■ **Stated problem**: Recast the listing as a Markdown table with columns headed Row and Line, beginning at the line containing "Could you please outline every instance of the windshield" and ending at the line containing "Please outline every instance of the windshield wiper.", both included. Number each row and omit any blank lines.
>> begin
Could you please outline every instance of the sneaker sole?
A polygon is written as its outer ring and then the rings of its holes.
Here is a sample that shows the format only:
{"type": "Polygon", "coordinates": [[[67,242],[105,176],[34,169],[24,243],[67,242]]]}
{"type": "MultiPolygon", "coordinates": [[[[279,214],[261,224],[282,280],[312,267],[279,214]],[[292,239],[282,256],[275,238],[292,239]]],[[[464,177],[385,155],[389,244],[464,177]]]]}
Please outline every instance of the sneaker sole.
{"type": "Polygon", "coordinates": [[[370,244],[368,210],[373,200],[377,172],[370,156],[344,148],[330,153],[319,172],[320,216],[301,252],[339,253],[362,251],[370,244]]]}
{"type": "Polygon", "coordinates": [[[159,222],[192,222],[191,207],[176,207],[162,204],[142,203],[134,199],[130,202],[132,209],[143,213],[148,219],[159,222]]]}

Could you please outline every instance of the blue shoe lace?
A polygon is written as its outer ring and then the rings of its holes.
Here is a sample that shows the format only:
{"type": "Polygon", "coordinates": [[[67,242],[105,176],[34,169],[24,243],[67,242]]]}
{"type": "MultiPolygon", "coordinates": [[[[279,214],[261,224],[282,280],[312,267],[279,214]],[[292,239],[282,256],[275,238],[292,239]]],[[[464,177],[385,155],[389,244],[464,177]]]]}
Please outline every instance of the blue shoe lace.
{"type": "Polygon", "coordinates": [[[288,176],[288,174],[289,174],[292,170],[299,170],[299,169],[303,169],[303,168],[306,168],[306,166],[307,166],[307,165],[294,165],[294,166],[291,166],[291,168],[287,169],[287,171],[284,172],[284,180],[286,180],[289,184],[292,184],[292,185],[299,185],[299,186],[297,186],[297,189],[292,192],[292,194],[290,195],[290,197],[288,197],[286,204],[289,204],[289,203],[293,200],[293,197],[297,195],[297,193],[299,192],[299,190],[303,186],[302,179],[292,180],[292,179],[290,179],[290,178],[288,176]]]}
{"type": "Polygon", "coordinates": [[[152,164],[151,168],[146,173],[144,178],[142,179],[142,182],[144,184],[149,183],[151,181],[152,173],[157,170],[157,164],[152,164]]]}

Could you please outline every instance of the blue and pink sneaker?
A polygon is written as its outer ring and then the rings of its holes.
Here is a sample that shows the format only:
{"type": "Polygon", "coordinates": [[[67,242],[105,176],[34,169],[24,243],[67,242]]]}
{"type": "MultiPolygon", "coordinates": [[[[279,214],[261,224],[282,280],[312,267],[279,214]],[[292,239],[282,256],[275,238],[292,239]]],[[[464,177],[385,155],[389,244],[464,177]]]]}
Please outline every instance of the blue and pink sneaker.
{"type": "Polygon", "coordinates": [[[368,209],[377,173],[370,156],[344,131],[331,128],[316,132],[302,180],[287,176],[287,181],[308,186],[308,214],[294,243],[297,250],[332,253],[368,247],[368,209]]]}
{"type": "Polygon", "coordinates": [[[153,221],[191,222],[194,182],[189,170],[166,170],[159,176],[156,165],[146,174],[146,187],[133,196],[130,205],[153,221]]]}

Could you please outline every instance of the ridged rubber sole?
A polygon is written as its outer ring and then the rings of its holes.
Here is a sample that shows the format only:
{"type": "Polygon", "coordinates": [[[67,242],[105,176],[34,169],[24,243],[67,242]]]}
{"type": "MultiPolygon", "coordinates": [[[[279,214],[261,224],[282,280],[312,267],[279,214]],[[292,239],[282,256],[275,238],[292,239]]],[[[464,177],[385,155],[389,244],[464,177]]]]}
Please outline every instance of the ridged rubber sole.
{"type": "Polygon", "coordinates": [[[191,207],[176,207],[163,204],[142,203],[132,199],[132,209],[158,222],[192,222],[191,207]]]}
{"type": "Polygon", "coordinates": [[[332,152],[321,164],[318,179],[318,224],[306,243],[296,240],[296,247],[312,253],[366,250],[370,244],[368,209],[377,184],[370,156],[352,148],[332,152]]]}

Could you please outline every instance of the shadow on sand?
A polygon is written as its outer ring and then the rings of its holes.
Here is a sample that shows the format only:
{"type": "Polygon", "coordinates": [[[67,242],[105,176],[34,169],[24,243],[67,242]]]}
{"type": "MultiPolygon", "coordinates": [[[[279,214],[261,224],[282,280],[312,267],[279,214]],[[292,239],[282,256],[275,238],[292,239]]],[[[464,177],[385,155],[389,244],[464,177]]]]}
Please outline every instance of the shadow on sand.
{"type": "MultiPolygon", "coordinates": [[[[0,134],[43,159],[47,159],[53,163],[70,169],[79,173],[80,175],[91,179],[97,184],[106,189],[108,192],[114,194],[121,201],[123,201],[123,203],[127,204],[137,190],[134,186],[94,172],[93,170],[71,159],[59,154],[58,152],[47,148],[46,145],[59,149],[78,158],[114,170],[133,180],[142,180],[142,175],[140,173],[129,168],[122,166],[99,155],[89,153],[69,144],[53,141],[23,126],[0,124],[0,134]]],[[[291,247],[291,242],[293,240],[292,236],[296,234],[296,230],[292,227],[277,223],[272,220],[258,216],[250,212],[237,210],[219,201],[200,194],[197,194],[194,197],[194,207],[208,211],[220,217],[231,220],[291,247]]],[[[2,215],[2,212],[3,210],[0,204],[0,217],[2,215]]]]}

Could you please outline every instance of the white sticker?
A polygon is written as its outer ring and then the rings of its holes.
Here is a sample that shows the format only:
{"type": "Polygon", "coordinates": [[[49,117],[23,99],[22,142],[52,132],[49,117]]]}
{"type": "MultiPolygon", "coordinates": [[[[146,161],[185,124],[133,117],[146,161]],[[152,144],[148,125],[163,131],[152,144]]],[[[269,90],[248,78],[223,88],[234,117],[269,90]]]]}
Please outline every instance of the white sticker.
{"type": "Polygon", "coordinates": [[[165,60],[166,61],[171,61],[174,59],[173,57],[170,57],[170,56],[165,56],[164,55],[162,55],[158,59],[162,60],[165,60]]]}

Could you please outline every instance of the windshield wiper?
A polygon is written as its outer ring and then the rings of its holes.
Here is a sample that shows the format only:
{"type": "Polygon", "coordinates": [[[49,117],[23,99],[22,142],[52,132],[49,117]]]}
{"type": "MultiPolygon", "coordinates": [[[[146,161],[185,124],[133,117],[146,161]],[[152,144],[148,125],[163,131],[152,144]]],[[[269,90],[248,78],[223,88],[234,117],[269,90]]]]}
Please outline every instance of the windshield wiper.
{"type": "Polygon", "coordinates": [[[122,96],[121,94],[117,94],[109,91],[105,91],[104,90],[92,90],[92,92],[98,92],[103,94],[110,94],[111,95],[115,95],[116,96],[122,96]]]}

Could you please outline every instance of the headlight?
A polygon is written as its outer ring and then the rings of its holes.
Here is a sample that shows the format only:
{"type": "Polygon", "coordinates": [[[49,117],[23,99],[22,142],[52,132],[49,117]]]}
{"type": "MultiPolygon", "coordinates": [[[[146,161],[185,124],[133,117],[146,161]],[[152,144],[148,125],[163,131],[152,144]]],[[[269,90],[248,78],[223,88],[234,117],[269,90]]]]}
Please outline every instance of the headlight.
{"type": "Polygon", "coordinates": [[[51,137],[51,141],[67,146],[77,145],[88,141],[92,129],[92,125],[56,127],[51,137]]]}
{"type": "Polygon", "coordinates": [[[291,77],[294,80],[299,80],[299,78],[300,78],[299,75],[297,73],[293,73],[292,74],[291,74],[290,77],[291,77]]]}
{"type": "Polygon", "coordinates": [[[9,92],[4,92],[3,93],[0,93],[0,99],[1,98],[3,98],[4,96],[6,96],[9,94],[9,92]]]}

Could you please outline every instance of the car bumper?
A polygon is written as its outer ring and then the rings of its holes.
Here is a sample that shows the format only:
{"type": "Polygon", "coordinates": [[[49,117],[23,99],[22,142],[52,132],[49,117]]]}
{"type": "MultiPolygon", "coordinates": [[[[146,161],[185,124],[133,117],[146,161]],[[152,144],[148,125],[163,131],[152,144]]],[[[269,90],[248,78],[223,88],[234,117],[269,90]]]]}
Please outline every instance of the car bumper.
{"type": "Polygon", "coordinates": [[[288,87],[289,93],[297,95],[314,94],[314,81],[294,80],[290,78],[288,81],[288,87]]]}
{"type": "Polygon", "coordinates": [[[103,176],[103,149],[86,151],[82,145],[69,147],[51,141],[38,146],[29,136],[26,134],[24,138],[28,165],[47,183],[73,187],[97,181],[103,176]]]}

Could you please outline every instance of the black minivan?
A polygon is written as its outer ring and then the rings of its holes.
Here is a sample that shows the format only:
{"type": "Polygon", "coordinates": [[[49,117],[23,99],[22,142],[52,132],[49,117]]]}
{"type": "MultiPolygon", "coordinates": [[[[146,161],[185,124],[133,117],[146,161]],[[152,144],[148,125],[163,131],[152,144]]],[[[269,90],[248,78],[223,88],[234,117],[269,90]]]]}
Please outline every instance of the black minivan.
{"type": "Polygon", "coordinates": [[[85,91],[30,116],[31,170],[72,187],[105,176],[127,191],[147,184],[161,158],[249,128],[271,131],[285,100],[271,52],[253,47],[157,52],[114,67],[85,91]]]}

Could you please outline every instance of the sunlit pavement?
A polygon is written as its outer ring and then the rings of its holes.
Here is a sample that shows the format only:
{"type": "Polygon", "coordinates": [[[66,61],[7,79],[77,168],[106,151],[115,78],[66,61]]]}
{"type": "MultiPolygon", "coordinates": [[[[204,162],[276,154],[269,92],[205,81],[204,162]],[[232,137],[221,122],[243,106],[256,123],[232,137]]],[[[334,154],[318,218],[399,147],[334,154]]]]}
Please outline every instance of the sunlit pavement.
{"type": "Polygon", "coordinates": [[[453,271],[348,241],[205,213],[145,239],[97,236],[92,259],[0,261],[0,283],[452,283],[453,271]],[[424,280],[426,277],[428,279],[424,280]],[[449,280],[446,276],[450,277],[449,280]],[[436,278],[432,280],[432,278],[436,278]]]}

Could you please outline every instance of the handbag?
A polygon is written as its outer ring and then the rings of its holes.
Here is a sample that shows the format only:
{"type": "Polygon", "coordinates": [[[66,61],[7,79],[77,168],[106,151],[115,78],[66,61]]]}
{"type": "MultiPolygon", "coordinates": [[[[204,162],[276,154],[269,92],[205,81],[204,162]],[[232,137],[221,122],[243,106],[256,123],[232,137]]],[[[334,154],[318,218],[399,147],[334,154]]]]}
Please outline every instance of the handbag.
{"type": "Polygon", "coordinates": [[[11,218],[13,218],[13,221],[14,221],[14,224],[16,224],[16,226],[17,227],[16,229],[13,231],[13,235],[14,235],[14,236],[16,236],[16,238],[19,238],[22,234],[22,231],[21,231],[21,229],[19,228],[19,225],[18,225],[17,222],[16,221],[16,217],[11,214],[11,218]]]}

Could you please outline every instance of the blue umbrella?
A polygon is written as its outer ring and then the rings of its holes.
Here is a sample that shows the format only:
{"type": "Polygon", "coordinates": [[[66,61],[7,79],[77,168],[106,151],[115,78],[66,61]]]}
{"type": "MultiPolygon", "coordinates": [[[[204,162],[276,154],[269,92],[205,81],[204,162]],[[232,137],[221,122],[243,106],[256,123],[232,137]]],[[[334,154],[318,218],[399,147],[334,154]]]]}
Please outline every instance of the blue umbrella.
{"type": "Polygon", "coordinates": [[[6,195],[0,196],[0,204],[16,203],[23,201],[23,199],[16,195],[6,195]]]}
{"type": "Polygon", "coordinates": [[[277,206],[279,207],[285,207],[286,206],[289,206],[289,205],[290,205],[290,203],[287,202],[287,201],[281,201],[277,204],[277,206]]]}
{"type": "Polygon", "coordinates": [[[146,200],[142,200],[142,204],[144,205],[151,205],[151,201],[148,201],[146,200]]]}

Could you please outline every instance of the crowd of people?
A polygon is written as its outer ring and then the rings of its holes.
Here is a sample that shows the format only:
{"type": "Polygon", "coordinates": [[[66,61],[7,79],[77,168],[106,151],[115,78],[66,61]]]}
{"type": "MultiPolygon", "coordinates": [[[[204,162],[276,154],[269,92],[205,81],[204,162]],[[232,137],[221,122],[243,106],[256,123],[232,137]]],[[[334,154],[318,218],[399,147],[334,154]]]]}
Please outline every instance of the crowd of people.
>> end
■ **Response to this exercise**:
| Row | Line |
|---|---|
| 1 | Could you please outline every instance of the windshield wiper? |
| 2 | A polygon is written as its outer ring and then the rings of its holes. |
| 3 | Here is a sample that shows the format only: |
| 4 | {"type": "Polygon", "coordinates": [[[49,117],[23,99],[22,142],[52,132],[49,117]]]} |
| 5 | {"type": "MultiPolygon", "coordinates": [[[[146,161],[185,124],[133,117],[146,161]],[[152,144],[148,125],[163,131],[152,144]]],[[[269,90],[248,78],[223,88],[234,117],[269,90]]]]} |
| 6 | Please outline every instance of the windshield wiper. |